Exercise task A: Give only the number of lines in the entries below that contain the word "purple".

Ingest Source Research - vmware/versatile-data-kit GitHub Wiki
The purpose of the page is to specify the requirements for a Data Source Ingestion in VDK, outlining the functionalities needed to serve the needs of Plugin Developers, Data Users, and Operators. It serves as a guide for generating ideas, for development.
Motivation
Data platforms like HuggingFace offer a plethora of ready-to-use datasets, but there is a glaring gap in facilitating user-generated datasets. Users encounter multiple hurdles in creating and managing datasets that can come from diverse sources like traditional databases, streaming platforms, cloud storage, or REST APIs. VDK aims to simplify and streamline the ingestion process with a Data Source Ingestion feature.
Versatile Data Kit (VDK) provides a robust framework for managing data pipelines and includes "destination" IIngester Plugin for data ingestion. However, it currently lacks the concept of "source" plugins, limiting its ability to fully manage the data lifecycle from source to destination.
High-level summary of what is needed:
-
For Plugin Developers The Data Sources Plugin API should allow developers to create versatile data source plugins with built-in features for secure connections and data filtering. The API should be designed for easy extensibility, focusing on reusability.
-
For Data Users VDK Data Sources User API should simplify data ingestion with minimal configuration and optional data transformation features. Metadata and metrics are integrated, providing transparency and control over data quality.

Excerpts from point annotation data
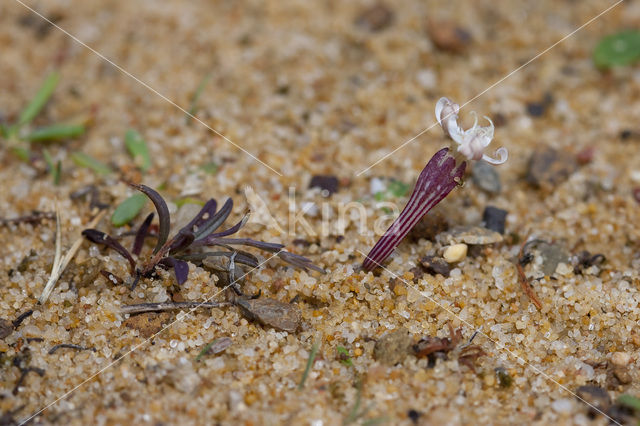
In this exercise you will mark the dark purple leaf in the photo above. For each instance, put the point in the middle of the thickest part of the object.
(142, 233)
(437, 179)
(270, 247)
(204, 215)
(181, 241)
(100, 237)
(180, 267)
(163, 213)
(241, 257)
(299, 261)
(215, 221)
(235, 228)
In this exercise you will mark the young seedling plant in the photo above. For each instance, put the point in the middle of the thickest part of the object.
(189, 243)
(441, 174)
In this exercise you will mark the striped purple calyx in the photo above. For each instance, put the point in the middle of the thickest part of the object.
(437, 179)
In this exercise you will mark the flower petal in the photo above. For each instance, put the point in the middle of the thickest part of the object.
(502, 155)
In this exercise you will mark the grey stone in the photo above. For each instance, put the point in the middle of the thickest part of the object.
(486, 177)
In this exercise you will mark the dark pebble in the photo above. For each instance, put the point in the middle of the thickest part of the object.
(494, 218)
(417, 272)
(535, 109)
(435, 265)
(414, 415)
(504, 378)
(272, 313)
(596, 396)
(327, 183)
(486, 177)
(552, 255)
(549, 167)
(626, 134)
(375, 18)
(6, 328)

Exercise task B: According to the wiki page on data source ingestion research, what concept does VDK currently lack?

Written reply A: 2

Written reply B: The concept of "source" plugins.